■ **Work to complete**: Lay out every line of the records below as a Markdown table with two columns, Row and Text. Number the rows in order and leave out blank lines.

Location identification items
● ● ● ● ● ● ●

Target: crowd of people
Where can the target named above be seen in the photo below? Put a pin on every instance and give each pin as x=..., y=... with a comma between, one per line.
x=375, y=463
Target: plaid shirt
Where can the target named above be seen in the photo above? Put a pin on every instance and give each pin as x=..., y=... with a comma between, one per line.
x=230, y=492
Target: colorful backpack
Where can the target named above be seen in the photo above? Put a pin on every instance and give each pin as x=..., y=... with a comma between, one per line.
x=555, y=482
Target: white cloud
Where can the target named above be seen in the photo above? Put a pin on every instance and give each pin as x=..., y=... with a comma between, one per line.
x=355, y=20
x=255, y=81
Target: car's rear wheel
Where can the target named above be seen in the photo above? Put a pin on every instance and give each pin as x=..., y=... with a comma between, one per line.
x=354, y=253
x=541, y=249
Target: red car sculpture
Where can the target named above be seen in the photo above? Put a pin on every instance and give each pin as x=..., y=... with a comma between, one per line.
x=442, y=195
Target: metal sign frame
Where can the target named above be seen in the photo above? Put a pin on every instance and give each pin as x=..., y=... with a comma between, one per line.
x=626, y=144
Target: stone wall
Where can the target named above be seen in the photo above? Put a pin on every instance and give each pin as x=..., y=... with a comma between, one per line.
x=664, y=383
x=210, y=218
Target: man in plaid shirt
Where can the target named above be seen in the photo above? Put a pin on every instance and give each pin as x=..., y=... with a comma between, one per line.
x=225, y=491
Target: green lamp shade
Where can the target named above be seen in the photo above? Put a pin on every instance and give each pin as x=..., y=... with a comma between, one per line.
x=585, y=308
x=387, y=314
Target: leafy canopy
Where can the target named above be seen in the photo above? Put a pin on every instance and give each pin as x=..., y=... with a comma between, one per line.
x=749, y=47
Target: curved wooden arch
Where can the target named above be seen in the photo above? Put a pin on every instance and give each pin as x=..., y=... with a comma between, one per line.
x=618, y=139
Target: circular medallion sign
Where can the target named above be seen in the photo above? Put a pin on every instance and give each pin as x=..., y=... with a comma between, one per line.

● ● ● ● ● ● ●

■ **Output for this exercise**:
| Row | Text |
|---|---|
| 1 | Target: crowd of people |
| 2 | Where can the target named above be seen in the photo below? Put a pin on every instance and give each pin as x=..., y=... with a comma between, one per line. |
| 3 | x=375, y=463 |
| 4 | Target: plaid shirt |
| 5 | Where can the target named above be seen in the photo above? Put a pin on every instance and give each pin as x=..., y=... with a comma between, one per line. |
| 6 | x=230, y=492 |
| 7 | Target: colorful backpack |
| 8 | Where can the target named above be seen in the photo above? Put a pin on every instance and give each pin as x=..., y=... with a comma between, one per line. |
| 9 | x=555, y=482 |
| 10 | Target: white cloud |
| 11 | Where can the target named above be seen in the photo above? Put a pin on every instance and give each pin as x=..., y=... with a comma between, one per line. |
| 12 | x=355, y=20 |
| 13 | x=255, y=81 |
| 14 | Target: car's rear wheel |
| 15 | Where can the target named above be seen in the photo above? Put a pin on every instance and give each pin as x=..., y=... with a comma between, one per line. |
| 16 | x=354, y=253 |
| 17 | x=541, y=249 |
| 18 | Target: red car sculpture |
| 19 | Where can the target named above be seen in the photo above? Put a pin on every instance and give each pin as x=..., y=... with a comma between, one per line. |
| 20 | x=442, y=195 |
| 21 | Target: metal sign frame |
| 22 | Where can the target named above be seen in the photo above? Put a pin on every instance and give each pin as x=..., y=... with a comma between, one per line. |
| 23 | x=626, y=144 |
| 24 | Target: stone wall |
| 25 | Where can the target named above be seen in the photo above? Put a pin on every instance and give each pin as x=..., y=... with a comma between, one per line. |
| 26 | x=664, y=383 |
| 27 | x=210, y=218 |
| 28 | Target: man in plaid shirt |
| 29 | Where can the target named above be seen in the photo above? Put a pin on every instance and give each pin as x=..., y=... with a comma between, one per line. |
| 30 | x=225, y=491 |
| 31 | Target: green lamp shade |
| 32 | Where can the target named above be seen in the photo above? Put a pin on every instance and give each pin as x=..., y=... with a comma between, one per line. |
| 33 | x=585, y=308 |
| 34 | x=387, y=314 |
| 35 | Target: leafy canopy |
| 36 | Where can the target named above be seen in the photo above? Put a pin on every instance and give each pin as x=..., y=... with a comma between, one per line. |
| 37 | x=749, y=47 |
| 38 | Target: curved wooden arch |
| 39 | Where can the target named above be seen in the photo above? Put a pin on every instance and give each pin as x=..., y=... with a comma between, one per line. |
| 40 | x=618, y=139 |
| 41 | Target: circular medallion sign |
| 42 | Where can the target named above be seen in the photo above? Put a pin on every instance and give each pin as x=..., y=... with a comma between, one per line. |